▶ **Given exercise**: Can you turn all of the material below into a numbered list, leaving out any blank lines?

▶ **Information shown**:
*-*-*

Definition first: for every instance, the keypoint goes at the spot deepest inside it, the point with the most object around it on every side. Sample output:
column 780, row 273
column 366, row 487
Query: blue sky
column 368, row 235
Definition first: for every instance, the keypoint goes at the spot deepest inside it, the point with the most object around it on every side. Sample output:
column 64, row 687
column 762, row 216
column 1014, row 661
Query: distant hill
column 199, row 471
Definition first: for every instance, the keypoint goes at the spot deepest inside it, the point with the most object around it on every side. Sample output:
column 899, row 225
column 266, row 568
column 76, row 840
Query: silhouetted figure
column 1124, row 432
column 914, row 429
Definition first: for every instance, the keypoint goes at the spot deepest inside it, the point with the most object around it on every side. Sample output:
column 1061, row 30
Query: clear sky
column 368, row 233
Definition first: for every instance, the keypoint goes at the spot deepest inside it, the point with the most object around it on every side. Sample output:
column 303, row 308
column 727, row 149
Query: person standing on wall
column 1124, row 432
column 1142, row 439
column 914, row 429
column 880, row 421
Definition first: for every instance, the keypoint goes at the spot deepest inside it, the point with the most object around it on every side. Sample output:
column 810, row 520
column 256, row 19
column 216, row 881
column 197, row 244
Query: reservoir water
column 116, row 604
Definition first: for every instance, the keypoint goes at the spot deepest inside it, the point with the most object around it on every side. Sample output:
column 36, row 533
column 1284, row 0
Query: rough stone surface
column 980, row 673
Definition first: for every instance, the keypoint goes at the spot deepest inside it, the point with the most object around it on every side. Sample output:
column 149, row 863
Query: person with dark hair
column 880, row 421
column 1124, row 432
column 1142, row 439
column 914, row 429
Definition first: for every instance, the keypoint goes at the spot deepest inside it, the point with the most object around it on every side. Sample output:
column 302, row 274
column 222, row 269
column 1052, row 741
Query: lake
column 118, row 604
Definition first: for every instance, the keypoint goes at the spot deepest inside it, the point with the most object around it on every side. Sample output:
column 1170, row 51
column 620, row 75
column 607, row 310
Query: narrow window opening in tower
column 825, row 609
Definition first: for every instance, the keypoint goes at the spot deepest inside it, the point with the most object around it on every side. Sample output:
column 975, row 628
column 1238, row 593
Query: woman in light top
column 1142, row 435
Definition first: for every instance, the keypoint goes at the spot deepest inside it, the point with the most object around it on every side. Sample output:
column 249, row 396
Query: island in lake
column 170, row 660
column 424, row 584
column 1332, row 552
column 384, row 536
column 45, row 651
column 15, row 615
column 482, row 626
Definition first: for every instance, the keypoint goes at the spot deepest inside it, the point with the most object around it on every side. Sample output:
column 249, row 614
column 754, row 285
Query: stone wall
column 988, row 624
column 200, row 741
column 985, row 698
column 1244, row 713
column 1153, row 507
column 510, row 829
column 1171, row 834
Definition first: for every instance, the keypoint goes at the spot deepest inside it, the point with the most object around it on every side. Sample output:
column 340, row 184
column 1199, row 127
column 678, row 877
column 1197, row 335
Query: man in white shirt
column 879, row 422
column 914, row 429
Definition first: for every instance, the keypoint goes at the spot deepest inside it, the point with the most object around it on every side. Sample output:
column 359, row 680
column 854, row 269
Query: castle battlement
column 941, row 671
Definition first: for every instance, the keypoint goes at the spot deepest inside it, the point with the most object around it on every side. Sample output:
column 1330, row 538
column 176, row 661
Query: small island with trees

*-*-*

▶ **Output for this task**:
1. Definition first: for every instance, the keypoint goes at the spot deepest inside it, the point with the most object around it on every side. Sample output:
2. column 780, row 273
3. column 366, row 487
4. Query: blue sky
5. column 368, row 235
6. Definition first: for every instance, the keypoint goes at the spot deepest inside it, the point with the most object around it on every side. Sample output:
7. column 64, row 687
8. column 762, row 216
9. column 1014, row 661
10. Query: distant hill
11. column 199, row 471
12. Definition first: for every instance, the keypoint goes at the spot deepest inside it, the point with the most object around it on every side. Sample output:
13. column 899, row 225
14. column 266, row 568
15. column 76, row 840
16. Query: silhouetted figure
17. column 1124, row 432
18. column 914, row 429
19. Definition first: for every instance, the keypoint goes at the spot deepest inside it, the point with the most object around it on every side. Sample output:
20. column 1061, row 30
21. Query: clear sky
22. column 368, row 233
23. Definition first: for every instance, the keypoint goes at the spot deepest inside it, the point with the most object around it on every side. Sample output:
24. column 303, row 308
25. column 727, row 149
26. Query: person standing on wall
27. column 1124, row 432
28. column 1142, row 439
29. column 914, row 429
30. column 880, row 421
31. Definition first: for every instance, the keypoint goes at the spot deepest inside it, the point with the most object around it on every side. Sample output:
32. column 810, row 520
33. column 256, row 19
34. column 216, row 881
35. column 197, row 244
36. Query: reservoir water
37. column 116, row 604
38. Definition first: for every instance, the keypoint goes at the spot deepest inside it, the point with the most object around it on every side. Sample output:
39. column 36, row 533
40. column 1284, row 0
41. Query: rough stone surface
42. column 980, row 673
43. Definition first: for every instance, the keypoint goes at the spot deepest inside it, the point with the most object around it on every side. Sample output:
44. column 149, row 863
45. Query: person with dark hair
46. column 880, row 421
47. column 1124, row 432
48. column 1142, row 439
49. column 914, row 429
50. Definition first: for every instance, the keypoint goes at the spot deepest inside it, the point with the most object around it on every side. Sample output:
51. column 302, row 274
52. column 222, row 269
53. column 1052, row 741
54. Query: lake
55. column 118, row 604
56. Definition first: for every instance, the keypoint goes at the spot deepest inside it, the point with the most object around it on every side. Sample output:
57. column 1170, row 51
58. column 620, row 75
59. column 607, row 310
60. Query: narrow window opening in tower
61. column 825, row 609
62. Definition first: for every instance, the keypoint goes at the spot deepest inside it, the point with the most object around it on every side. Sample output:
63. column 975, row 628
64. column 1238, row 593
65. Query: woman in light top
66. column 1142, row 435
67. Definition first: for every instance, the keypoint goes at the spot deepest inside it, the point with the most object around it on every side. Sample output:
68. column 249, row 396
69. Query: island in lake
70. column 170, row 660
71. column 424, row 584
72. column 1332, row 552
73. column 384, row 536
74. column 45, row 651
75. column 15, row 615
76. column 482, row 626
77. Definition first: for every instance, the keypoint goes at the spot deepest inside it, the point with the most object around it on every side. Sample output:
78. column 249, row 614
79. column 754, row 285
80. Query: stone wall
81. column 988, row 624
82. column 200, row 741
83. column 985, row 698
84. column 1244, row 713
85. column 1153, row 507
86. column 510, row 829
87. column 1171, row 834
88. Definition first: for every instance, the keypoint goes at the spot deepest inside it, the point with the most object around it on every side. Sample output:
89. column 340, row 184
90. column 1199, row 127
91. column 678, row 877
92. column 1197, row 335
93. Query: man in white shirt
94. column 879, row 422
95. column 914, row 429
96. Definition first: for every instance, the keypoint goes at the spot deepest inside it, the point with the most object around it on every side. Sample output:
97. column 359, row 680
98. column 854, row 269
99. Query: castle battlement
100. column 941, row 671
101. Definition first: for every instance, the keypoint goes at the spot deepest inside it, the point with the most object around it on every side. Sample output:
102. column 1330, row 538
103. column 176, row 661
104. Query: small island with trees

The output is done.